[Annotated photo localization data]
>>
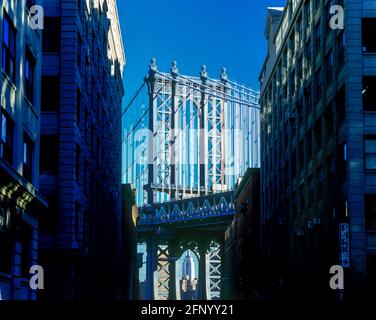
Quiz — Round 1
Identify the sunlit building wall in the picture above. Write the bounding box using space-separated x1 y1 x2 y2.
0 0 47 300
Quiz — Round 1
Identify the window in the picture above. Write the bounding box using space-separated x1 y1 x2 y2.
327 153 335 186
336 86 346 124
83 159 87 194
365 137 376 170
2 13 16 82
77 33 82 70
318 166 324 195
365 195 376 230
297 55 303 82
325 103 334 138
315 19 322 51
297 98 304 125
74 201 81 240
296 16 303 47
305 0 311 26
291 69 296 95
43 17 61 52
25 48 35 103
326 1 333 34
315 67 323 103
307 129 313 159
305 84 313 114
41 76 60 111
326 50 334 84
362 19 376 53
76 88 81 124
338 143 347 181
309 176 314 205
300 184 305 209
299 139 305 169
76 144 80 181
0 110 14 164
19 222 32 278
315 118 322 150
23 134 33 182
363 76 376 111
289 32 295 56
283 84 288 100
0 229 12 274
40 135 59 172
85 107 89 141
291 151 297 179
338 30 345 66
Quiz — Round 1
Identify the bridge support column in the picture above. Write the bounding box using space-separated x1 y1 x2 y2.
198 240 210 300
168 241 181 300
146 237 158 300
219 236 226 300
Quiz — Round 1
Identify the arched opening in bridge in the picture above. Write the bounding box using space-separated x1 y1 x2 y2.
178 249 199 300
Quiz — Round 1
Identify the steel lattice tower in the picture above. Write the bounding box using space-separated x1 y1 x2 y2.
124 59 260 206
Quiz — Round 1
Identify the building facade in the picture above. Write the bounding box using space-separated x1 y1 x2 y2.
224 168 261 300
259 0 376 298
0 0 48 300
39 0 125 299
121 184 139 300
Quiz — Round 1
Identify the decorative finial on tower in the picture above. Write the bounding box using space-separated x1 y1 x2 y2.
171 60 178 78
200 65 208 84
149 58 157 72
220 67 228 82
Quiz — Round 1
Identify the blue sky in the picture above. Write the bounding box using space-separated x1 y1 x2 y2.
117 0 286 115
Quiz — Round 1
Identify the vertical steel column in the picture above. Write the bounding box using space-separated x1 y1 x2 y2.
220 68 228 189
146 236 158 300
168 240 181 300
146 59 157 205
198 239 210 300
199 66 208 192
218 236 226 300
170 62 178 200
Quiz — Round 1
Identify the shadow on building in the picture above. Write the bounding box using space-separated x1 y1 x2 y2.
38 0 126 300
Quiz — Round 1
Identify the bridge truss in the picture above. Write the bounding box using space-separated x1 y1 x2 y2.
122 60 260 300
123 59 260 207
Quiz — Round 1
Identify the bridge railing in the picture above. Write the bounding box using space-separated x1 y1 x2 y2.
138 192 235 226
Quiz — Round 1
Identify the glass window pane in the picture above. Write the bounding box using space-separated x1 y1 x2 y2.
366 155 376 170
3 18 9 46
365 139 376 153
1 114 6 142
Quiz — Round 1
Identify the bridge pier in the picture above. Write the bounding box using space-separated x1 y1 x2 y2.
<<
>>
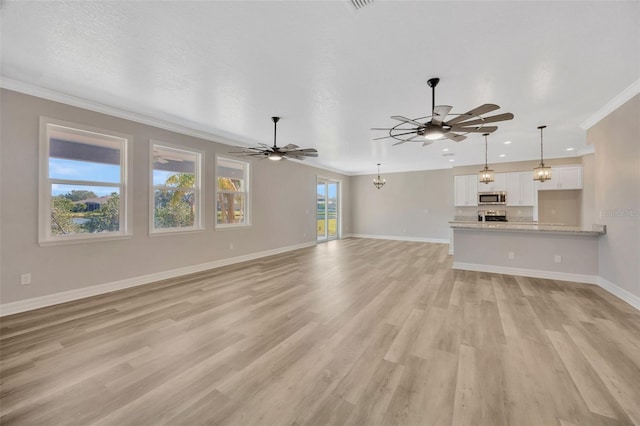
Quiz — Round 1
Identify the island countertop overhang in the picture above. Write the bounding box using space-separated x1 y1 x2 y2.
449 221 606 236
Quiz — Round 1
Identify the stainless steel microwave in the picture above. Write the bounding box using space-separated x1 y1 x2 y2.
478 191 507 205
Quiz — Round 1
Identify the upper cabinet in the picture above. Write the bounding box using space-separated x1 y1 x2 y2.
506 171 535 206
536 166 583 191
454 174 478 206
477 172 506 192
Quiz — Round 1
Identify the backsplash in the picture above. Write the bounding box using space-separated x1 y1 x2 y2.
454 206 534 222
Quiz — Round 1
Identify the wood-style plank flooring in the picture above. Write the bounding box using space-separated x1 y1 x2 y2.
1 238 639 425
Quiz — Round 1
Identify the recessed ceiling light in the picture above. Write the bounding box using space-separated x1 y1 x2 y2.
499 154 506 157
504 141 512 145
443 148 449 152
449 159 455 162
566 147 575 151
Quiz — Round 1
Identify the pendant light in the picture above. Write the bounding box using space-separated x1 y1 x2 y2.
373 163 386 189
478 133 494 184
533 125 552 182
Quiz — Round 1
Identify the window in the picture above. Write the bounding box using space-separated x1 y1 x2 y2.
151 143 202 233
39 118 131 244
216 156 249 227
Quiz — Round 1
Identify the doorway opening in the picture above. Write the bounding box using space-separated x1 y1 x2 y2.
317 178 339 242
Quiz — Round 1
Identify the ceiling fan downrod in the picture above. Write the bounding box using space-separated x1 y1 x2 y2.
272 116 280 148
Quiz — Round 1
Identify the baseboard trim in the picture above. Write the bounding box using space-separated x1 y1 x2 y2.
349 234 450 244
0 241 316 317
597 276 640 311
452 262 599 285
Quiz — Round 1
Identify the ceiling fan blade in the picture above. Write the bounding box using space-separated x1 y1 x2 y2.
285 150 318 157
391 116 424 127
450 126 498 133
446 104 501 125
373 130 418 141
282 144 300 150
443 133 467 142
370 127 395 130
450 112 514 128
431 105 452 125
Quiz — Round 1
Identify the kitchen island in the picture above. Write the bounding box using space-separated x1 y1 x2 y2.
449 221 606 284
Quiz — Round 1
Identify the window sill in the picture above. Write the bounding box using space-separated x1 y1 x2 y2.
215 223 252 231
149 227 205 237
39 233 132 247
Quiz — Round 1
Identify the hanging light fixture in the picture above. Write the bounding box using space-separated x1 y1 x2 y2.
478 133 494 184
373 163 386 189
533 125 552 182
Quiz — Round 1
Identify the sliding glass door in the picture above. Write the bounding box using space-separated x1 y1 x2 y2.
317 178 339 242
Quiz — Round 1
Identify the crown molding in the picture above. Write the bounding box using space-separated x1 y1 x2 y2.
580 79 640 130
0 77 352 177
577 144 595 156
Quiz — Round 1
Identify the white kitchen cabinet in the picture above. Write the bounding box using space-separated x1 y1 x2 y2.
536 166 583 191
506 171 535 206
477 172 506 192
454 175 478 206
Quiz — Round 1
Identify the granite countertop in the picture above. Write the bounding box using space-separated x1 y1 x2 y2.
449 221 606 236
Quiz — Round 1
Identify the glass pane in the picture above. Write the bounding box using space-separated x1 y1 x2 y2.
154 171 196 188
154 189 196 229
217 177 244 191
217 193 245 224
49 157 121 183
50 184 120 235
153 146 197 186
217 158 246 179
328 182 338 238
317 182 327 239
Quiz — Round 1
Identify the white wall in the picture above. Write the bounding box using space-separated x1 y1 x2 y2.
<<
When you reach the line holding "Identify the vertical" in the records above, begin reproducing exactly, stop after the line holding "Identify the bridge pier", and output nothing else.

TASK RESULT:
Identify the vertical steel column in the picture above. Write the bounding box using space-separated x1 y1 x2 y2.
220 68 228 189
146 236 158 300
168 240 181 300
146 59 157 205
198 239 210 300
199 66 208 192
218 236 226 300
170 62 178 200
Quiz — Round 1
Identify the shadow on building in the picture above. Write the bounding box using space-separated x1 y1 x2 y2.
38 0 126 300
Quiz — Round 1
Identify the bridge truss in the picture above. Write the bounding box using space-separated x1 y1 x2 y2.
122 60 260 300
123 59 260 207
Quiz — Round 1
Identify the bridge railing in the picture above. Write the bounding box using space-separated x1 y1 x2 y2.
138 192 235 226
Quiz — Round 1
Identify the glass window pane in the picture above. Write the bounding box using space-separated x1 y1 x2 y2.
366 155 376 170
3 18 9 46
365 139 376 153
1 114 6 142
Quiz — Round 1
Identify the bridge pier in the picture above. Write the bounding box using space-separated x1 y1 x2 y2.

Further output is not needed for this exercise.